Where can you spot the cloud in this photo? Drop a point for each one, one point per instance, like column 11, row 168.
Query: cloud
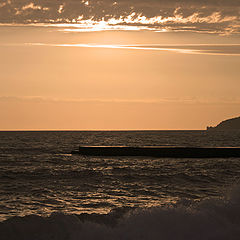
column 208, row 49
column 215, row 16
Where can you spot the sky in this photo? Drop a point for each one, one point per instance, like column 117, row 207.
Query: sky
column 118, row 65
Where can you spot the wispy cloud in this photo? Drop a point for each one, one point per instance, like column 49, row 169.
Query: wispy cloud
column 209, row 49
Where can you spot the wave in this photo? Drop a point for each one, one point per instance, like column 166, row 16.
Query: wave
column 214, row 219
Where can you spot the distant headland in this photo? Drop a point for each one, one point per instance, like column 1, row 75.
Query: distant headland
column 229, row 124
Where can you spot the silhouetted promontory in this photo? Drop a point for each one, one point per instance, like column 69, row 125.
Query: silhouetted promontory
column 229, row 124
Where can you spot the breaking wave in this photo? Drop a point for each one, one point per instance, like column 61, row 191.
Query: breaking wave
column 213, row 219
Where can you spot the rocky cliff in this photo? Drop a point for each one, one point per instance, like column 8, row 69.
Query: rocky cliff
column 229, row 124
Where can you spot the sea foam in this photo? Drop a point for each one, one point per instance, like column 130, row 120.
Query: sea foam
column 214, row 219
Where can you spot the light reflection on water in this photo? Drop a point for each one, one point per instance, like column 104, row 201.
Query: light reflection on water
column 39, row 176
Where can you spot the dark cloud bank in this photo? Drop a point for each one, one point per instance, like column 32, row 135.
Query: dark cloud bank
column 218, row 16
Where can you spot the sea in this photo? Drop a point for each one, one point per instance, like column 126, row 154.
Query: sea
column 48, row 193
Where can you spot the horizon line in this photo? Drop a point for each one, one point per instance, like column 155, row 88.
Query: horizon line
column 93, row 130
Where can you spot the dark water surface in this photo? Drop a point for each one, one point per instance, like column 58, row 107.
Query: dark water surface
column 39, row 177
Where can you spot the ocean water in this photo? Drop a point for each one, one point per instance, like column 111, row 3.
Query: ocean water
column 47, row 193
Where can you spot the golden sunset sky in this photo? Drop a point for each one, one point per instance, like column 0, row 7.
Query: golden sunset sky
column 123, row 65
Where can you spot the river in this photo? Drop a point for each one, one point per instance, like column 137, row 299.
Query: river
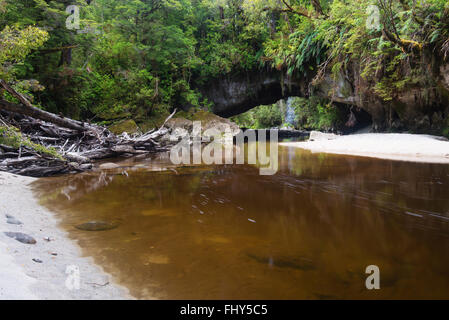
column 226, row 232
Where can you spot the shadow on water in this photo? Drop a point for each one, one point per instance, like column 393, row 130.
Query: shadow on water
column 225, row 232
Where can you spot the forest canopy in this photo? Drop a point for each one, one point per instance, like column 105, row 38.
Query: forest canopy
column 142, row 58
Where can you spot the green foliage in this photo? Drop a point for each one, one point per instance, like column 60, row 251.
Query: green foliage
column 315, row 114
column 15, row 45
column 149, row 56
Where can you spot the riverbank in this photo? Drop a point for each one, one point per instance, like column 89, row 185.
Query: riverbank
column 392, row 146
column 38, row 271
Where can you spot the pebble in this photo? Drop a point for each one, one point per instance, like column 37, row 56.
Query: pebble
column 12, row 220
column 21, row 237
column 109, row 165
column 96, row 226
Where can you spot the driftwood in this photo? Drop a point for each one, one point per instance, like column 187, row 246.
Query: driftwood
column 78, row 144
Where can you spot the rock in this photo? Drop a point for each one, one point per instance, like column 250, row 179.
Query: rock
column 179, row 123
column 75, row 157
column 128, row 126
column 320, row 136
column 74, row 165
column 21, row 237
column 86, row 166
column 178, row 134
column 12, row 220
column 97, row 226
column 108, row 165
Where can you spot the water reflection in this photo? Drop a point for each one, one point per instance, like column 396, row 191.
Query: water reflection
column 225, row 232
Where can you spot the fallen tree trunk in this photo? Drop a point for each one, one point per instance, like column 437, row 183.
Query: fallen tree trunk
column 28, row 109
column 42, row 115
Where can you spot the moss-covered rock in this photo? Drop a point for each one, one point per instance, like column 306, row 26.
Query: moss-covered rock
column 128, row 126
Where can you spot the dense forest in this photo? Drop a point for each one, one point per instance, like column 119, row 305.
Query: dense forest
column 140, row 59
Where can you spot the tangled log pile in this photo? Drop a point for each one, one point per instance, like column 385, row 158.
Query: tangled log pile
column 74, row 145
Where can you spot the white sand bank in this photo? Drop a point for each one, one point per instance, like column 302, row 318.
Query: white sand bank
column 393, row 146
column 23, row 278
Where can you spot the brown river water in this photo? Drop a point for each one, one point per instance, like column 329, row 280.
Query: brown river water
--
Return the line where "Query: tangled log pile" appears, then every line after it to the end of the listing, all exactly as written.

Query: tangled log pile
column 74, row 145
Where can you spot the white sand bank in this photo? Drop a point for each one, one point per instance, like column 302, row 318.
Query: white sand bank
column 393, row 146
column 23, row 278
Where can you spot the brown river water in this photo? Drop a point for each one, one point per instance, like column 329, row 280.
Query: brown river water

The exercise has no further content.